**原文:**
——

又してもインドです。今年は7月、8月と9月で3回目、通算10回目の訪問となります。
方面は南インドで、実はこのコースは他社で3年前に行った事があるので2回目です。
前回はカタカリ・ダンスを見る機会がなく、どうしても見てみたくて、これだけの為に行ってきました。
C社のこのコースに行った事のある人が何名かいて、口々に「よくなかった」と。
特にガイドの質が悪く、最初の頃に行った旅友は日本語が何を言っているか分からなかったとか。
なのに、C社の発表では「ツアーグランプリ2018国土交通大臣賞受賞」と堂々と出ており、その温度差は一体何なんだろうと疑問に思ったというのも行ってみたくなった理由です。
 
1日目 9月11日 (水) 37度
成田からデリー (8時間) 乗り換えで、チェンナイ (2時間50分) へ。
インドとの時差が3時間半あるので、チェンナイ到着時は日本時間の朝4時という事になり、久しぶりに疲れが出た。考えたら、前日の朝起きたのが4時頃で、24時間ほとんど寝てないことになり、「旅も辛いよ・・・」
自分の本当の父だと思っている渥美清さんの言葉をもじった。

旅もつらいよ・・・

2日目 9月12日
カンチープラムへ (バスで約2時間)
10世紀頃、インド全体で仏教が栄えた頃には、たくさんの仏教寺院があった。
達磨大師が生まれた所として仏典にも記されている。
ああ、だから達磨大師は顔が濃いのか・・・
3~8世紀に南インドの東海岸で栄えたパッラヴァ朝の首都でもあった。
 
エーカンバラナタール寺院
カンチープラムでも最大の寺院で、高さ60mの巨大な白いゴープラム
(塔門)が目を引く。白い色はヒンドゥー教では神聖な色。
敷地内には樹齢3,500年と言われるマンゴーの木があり、同時に5種類の実をつけるとか。
ここで、シヴァ神とパールバティが結婚式を挙げたと伝わる。

——

**課題内容:** 南インド旅行記の原文によると、エーカンバラナタール寺院の白いゴープラムの高さはどれだけか答えなさい。

——

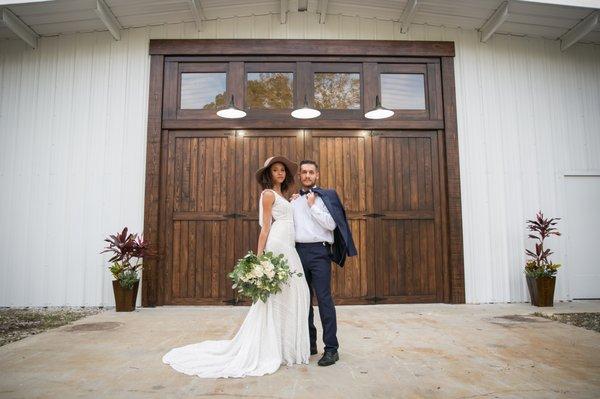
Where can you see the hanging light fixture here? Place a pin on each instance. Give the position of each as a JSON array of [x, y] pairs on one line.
[[305, 112], [379, 112], [231, 112]]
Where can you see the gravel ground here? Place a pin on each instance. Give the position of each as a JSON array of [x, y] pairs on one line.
[[590, 321], [18, 323]]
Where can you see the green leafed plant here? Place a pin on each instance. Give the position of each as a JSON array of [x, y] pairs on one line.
[[125, 248], [539, 264]]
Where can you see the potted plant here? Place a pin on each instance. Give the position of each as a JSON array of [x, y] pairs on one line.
[[126, 279], [539, 270]]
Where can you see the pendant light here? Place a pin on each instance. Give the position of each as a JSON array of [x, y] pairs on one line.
[[231, 112], [305, 112], [379, 112]]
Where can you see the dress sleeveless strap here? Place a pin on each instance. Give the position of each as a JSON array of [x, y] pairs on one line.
[[260, 211]]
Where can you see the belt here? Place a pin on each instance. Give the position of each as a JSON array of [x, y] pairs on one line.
[[312, 244]]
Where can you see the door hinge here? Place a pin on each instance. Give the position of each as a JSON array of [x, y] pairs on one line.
[[234, 215], [375, 299], [374, 215], [232, 301]]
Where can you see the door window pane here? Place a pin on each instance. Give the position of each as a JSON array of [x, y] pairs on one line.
[[270, 90], [203, 90], [337, 90], [402, 90]]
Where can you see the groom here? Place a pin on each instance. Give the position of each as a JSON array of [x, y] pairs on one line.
[[322, 236]]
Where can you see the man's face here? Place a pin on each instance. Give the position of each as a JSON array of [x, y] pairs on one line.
[[308, 175]]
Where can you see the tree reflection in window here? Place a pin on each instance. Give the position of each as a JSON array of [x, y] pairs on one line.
[[337, 90], [270, 90], [203, 90]]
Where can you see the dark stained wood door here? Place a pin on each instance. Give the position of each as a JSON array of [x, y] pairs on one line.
[[200, 202], [387, 180], [251, 150], [408, 262]]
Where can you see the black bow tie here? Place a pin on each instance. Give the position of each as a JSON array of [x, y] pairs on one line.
[[314, 190]]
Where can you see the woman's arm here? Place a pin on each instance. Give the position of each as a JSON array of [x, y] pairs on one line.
[[268, 199]]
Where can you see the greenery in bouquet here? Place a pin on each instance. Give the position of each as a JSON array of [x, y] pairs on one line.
[[257, 277]]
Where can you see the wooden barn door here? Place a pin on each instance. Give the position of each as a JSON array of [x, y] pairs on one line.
[[388, 182], [211, 198], [407, 217]]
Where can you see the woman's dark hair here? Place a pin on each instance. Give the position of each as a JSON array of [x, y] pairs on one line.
[[266, 181], [309, 162]]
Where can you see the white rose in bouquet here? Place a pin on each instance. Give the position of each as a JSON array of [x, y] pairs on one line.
[[258, 277]]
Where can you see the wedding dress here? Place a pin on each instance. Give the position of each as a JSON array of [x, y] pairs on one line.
[[273, 333]]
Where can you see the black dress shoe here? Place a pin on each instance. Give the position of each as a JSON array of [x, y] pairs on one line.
[[329, 358]]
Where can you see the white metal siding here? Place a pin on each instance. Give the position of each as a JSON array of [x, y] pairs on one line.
[[73, 140]]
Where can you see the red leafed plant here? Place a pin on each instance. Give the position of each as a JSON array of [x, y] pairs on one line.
[[125, 247], [539, 265]]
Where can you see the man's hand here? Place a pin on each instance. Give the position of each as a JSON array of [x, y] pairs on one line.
[[311, 198]]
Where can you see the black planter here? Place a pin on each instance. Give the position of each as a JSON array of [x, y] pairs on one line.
[[124, 297]]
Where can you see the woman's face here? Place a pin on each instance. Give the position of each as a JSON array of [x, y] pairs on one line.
[[278, 172]]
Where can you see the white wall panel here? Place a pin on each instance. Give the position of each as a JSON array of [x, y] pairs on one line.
[[73, 141]]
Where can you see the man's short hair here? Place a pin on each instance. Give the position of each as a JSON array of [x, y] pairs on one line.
[[309, 162]]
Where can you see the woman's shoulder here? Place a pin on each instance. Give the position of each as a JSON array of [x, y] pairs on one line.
[[268, 194]]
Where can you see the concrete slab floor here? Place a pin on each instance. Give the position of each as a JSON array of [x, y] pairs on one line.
[[386, 351]]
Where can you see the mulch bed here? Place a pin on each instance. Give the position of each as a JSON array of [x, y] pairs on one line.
[[590, 321], [18, 323]]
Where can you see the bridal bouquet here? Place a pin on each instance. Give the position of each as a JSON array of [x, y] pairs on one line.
[[257, 277]]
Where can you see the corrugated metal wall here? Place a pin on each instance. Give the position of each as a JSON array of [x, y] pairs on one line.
[[73, 133]]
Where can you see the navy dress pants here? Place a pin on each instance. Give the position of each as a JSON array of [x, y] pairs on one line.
[[317, 270]]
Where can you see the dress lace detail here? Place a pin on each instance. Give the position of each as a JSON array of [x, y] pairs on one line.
[[273, 333]]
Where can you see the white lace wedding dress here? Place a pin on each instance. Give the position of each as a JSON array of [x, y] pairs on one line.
[[272, 334]]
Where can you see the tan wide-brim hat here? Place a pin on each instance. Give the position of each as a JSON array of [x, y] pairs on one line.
[[292, 166]]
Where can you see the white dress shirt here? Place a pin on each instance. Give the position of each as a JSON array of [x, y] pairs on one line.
[[312, 223]]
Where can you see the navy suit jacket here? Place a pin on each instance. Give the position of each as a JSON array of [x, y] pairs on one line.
[[343, 244]]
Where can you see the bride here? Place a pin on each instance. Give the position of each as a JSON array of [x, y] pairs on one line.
[[274, 332]]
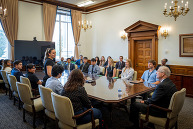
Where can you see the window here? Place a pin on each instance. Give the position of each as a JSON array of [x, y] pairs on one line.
[[63, 35], [3, 44]]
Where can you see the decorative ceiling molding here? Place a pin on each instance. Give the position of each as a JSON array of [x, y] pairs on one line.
[[90, 9]]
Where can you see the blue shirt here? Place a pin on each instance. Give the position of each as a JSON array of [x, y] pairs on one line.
[[94, 69], [17, 73], [54, 84], [150, 77]]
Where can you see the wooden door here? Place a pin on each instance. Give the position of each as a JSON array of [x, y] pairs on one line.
[[143, 53]]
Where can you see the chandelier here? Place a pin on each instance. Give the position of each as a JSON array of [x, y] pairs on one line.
[[3, 12], [85, 25], [175, 10]]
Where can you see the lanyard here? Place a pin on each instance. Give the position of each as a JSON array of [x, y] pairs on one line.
[[149, 75]]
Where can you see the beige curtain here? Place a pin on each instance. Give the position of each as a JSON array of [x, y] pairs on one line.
[[76, 17], [10, 23], [49, 13]]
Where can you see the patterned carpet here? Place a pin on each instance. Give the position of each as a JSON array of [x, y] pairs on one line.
[[11, 117]]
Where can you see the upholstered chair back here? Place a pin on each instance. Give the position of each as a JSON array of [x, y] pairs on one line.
[[63, 109], [135, 76], [25, 93], [12, 82], [45, 94], [176, 103], [4, 76], [25, 81]]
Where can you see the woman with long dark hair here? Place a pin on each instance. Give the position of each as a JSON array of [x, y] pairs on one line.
[[49, 62], [102, 61], [74, 90], [97, 60], [127, 71], [7, 66]]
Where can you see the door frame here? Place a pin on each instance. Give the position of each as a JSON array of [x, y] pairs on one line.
[[142, 31], [131, 46]]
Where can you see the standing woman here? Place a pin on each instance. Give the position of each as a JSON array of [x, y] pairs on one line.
[[50, 54], [111, 70], [7, 66], [127, 71], [102, 61], [106, 63], [97, 60], [75, 91]]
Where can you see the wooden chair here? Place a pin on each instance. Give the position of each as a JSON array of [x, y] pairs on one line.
[[102, 70], [176, 104], [65, 114], [45, 94], [76, 67], [12, 82], [7, 86], [135, 76], [27, 81], [30, 104]]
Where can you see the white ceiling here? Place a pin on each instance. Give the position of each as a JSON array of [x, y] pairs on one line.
[[79, 1]]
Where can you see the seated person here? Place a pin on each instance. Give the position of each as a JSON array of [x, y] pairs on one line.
[[72, 59], [149, 76], [32, 77], [128, 71], [69, 66], [16, 70], [102, 61], [84, 67], [163, 61], [97, 60], [93, 68], [7, 66], [111, 70], [61, 62], [161, 97], [53, 82], [75, 91], [120, 65], [23, 61], [79, 61], [106, 63]]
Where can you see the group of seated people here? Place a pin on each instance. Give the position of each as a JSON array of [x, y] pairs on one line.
[[74, 87]]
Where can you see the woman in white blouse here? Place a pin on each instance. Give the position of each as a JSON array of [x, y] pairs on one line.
[[127, 71], [7, 66]]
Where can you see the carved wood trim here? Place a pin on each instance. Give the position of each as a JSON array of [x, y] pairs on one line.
[[90, 9], [142, 31]]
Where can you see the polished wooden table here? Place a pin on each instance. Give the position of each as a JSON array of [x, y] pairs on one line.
[[106, 89]]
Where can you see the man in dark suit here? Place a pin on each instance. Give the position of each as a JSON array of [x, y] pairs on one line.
[[120, 65], [161, 97], [79, 61], [84, 67], [69, 65]]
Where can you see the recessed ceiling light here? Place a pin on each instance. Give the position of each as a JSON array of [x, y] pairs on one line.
[[85, 3]]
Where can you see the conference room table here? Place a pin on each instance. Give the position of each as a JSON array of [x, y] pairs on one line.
[[110, 90]]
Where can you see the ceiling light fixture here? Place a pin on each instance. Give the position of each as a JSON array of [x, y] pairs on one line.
[[88, 2]]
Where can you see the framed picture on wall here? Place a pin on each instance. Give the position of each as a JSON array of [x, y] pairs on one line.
[[186, 45]]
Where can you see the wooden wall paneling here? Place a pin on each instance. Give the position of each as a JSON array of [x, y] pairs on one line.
[[177, 80]]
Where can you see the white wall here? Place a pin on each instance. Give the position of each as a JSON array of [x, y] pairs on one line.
[[104, 38], [30, 21]]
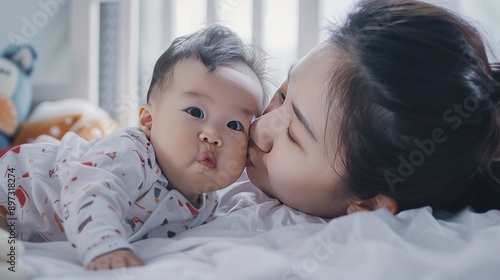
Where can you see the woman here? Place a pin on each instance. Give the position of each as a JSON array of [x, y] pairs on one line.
[[396, 109]]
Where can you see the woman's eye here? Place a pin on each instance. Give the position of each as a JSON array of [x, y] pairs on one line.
[[235, 125], [290, 136], [195, 112]]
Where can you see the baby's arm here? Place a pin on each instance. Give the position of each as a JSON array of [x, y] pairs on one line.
[[98, 191], [115, 259]]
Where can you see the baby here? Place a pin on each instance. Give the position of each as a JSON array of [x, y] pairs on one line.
[[152, 181]]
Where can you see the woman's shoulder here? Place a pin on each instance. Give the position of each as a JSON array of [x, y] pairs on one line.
[[240, 194]]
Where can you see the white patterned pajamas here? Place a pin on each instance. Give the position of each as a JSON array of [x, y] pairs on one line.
[[99, 195]]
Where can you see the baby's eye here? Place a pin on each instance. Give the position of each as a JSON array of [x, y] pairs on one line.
[[195, 112], [235, 125], [281, 96]]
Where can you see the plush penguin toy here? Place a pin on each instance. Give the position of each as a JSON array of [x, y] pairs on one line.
[[16, 93]]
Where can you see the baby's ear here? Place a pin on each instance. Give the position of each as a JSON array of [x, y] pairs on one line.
[[374, 203], [145, 119]]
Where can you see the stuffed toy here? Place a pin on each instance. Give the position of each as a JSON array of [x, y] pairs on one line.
[[56, 118], [16, 94]]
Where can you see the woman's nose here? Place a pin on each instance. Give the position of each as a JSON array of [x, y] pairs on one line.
[[211, 136], [263, 131]]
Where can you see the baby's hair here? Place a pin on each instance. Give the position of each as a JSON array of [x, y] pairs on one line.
[[213, 46], [420, 107]]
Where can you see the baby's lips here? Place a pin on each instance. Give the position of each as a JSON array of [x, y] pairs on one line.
[[207, 159], [8, 116]]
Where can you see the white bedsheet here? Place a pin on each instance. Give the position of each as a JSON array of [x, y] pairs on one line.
[[272, 241]]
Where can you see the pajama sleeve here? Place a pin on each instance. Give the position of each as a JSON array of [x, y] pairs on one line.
[[98, 188]]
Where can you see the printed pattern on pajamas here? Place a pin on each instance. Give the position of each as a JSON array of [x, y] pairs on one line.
[[100, 195]]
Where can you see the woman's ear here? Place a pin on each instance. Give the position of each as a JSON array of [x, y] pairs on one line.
[[374, 203], [145, 119]]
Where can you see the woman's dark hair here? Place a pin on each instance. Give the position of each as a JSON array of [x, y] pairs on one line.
[[214, 46], [420, 100]]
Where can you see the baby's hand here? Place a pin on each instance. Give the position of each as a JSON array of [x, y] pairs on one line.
[[115, 259]]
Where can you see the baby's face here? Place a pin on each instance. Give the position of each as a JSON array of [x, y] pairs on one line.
[[200, 122]]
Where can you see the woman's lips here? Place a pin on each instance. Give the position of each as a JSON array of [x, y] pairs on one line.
[[249, 162], [207, 159]]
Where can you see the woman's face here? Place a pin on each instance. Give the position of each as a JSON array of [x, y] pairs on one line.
[[288, 154]]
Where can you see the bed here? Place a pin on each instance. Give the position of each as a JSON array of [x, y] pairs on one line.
[[261, 239]]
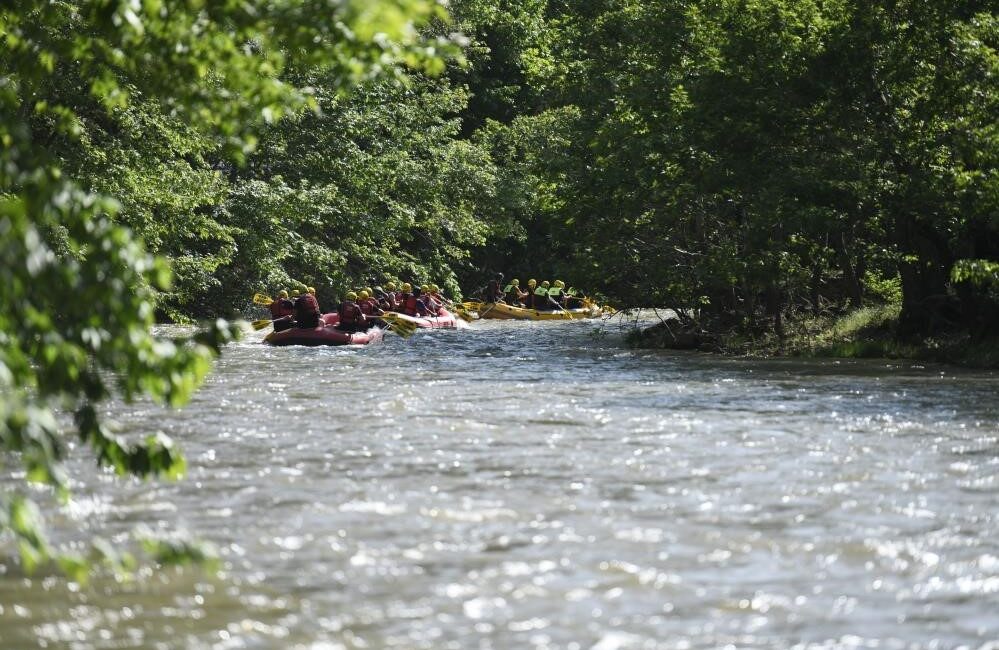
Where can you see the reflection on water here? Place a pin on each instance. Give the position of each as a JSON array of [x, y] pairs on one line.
[[526, 485]]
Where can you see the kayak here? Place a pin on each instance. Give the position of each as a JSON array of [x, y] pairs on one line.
[[499, 310], [325, 334]]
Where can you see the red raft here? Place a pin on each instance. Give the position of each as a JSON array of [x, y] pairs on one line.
[[325, 334], [443, 320]]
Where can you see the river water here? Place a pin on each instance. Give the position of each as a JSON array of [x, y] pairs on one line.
[[540, 485]]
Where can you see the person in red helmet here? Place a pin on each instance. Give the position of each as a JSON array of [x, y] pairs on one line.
[[410, 304], [306, 311], [352, 319]]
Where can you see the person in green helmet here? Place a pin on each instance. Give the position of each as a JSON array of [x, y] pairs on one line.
[[514, 296], [556, 294], [352, 319], [541, 297], [528, 299], [573, 298]]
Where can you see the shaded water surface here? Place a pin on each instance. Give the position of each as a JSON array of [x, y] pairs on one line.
[[525, 485]]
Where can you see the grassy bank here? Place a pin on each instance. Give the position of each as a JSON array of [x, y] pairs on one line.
[[869, 332], [866, 333]]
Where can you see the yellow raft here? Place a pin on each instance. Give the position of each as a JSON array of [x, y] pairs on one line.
[[499, 310]]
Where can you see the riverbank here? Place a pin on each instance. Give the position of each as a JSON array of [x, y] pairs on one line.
[[866, 333]]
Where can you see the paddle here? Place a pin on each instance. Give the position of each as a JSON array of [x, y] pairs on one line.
[[459, 310], [400, 326]]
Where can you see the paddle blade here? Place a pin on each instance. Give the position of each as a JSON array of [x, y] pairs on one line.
[[402, 327]]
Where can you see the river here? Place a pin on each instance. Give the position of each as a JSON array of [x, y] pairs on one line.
[[540, 485]]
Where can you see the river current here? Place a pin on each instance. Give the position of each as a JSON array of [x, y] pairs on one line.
[[540, 485]]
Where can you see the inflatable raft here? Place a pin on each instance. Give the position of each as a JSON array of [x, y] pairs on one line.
[[499, 310], [325, 334], [443, 320]]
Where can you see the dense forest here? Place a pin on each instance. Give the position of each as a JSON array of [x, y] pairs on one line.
[[750, 161]]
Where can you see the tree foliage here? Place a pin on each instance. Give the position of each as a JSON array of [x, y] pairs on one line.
[[755, 158], [118, 118]]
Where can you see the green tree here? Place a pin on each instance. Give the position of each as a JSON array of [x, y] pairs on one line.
[[73, 75]]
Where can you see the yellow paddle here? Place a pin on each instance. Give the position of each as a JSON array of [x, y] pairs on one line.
[[400, 326]]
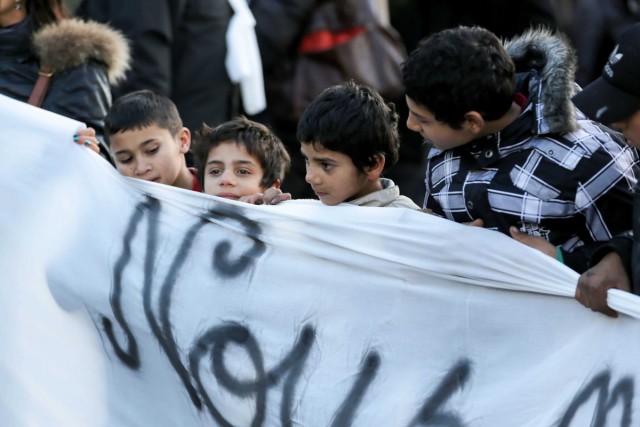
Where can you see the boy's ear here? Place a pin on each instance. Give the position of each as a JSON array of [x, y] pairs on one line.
[[474, 122], [184, 138], [374, 171]]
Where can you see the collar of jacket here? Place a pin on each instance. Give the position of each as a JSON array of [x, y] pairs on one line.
[[72, 42], [15, 40]]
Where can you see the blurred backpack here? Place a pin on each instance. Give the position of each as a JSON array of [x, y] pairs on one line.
[[343, 40]]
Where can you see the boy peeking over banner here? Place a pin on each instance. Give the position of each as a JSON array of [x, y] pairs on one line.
[[239, 160], [348, 137], [507, 147]]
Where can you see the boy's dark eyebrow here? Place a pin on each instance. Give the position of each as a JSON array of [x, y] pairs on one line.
[[416, 114], [323, 159]]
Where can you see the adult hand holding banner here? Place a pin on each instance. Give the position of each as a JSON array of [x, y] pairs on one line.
[[128, 303]]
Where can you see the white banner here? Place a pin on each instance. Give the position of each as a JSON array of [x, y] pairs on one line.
[[127, 303]]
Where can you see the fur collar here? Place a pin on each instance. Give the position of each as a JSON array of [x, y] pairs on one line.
[[554, 59], [71, 42]]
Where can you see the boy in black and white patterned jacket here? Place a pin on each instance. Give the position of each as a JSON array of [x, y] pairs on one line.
[[509, 148]]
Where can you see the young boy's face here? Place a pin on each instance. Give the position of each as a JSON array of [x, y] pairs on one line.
[[333, 176], [151, 153], [231, 172], [434, 132], [630, 128]]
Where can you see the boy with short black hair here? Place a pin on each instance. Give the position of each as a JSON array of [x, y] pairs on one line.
[[507, 147], [348, 137], [239, 160], [148, 141]]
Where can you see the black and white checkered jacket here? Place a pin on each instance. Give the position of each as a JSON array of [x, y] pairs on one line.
[[551, 173]]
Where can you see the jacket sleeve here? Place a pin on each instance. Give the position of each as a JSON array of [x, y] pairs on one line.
[[149, 25], [587, 256]]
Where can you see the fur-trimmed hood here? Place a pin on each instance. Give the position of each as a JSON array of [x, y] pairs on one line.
[[71, 42], [552, 56]]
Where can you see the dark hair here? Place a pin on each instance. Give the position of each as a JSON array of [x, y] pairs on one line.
[[43, 12], [140, 109], [257, 138], [352, 119], [460, 70]]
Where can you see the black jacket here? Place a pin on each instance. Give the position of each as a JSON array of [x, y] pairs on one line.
[[85, 58], [178, 49]]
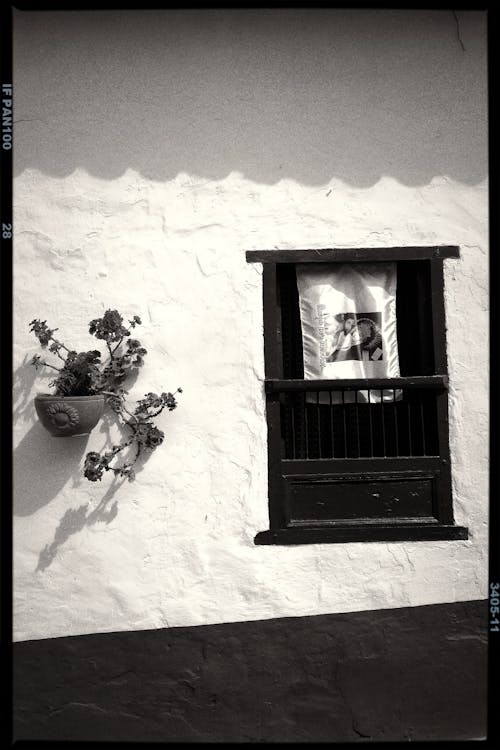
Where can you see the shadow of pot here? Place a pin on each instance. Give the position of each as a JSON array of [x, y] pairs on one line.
[[69, 416]]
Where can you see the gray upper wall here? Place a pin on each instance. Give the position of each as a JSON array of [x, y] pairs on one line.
[[358, 94]]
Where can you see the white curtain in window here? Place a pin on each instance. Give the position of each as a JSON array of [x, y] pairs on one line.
[[348, 319]]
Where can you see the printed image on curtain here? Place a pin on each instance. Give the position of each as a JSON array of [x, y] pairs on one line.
[[348, 321]]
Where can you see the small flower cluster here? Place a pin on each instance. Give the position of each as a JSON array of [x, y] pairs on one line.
[[110, 327], [42, 331], [144, 433], [83, 373], [96, 464]]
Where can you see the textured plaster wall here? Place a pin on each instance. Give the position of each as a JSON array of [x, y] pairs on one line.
[[151, 150]]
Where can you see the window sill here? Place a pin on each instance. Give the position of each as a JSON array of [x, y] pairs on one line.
[[363, 533]]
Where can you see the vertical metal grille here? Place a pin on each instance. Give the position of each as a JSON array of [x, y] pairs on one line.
[[314, 429]]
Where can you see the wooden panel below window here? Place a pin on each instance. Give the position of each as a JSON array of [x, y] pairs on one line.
[[327, 498]]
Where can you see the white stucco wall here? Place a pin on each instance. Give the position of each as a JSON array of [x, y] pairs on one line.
[[151, 150]]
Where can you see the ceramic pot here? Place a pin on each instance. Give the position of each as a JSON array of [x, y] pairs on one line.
[[69, 416]]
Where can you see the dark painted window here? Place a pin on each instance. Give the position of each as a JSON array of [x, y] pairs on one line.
[[340, 470]]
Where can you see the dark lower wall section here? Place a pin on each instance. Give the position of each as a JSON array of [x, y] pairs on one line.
[[417, 673]]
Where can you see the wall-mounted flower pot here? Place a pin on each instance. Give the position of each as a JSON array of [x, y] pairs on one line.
[[69, 416]]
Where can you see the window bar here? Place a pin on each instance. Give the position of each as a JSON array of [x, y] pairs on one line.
[[408, 403], [318, 418], [357, 422], [422, 420], [331, 424], [382, 416], [370, 421], [344, 422], [306, 428], [396, 428]]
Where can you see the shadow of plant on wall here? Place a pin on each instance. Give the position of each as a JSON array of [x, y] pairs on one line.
[[75, 520]]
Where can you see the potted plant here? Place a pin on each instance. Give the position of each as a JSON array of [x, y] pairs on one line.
[[84, 384]]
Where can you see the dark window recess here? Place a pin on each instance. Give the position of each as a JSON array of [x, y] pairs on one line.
[[341, 469]]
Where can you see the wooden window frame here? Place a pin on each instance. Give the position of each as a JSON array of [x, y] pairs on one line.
[[284, 475]]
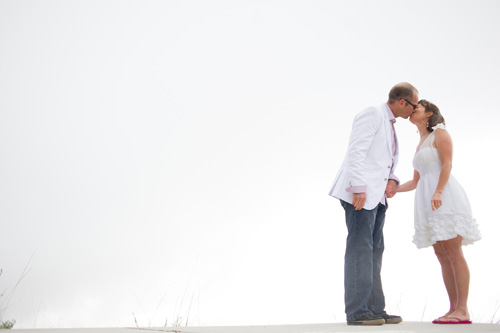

——

**解答:** 60メートル。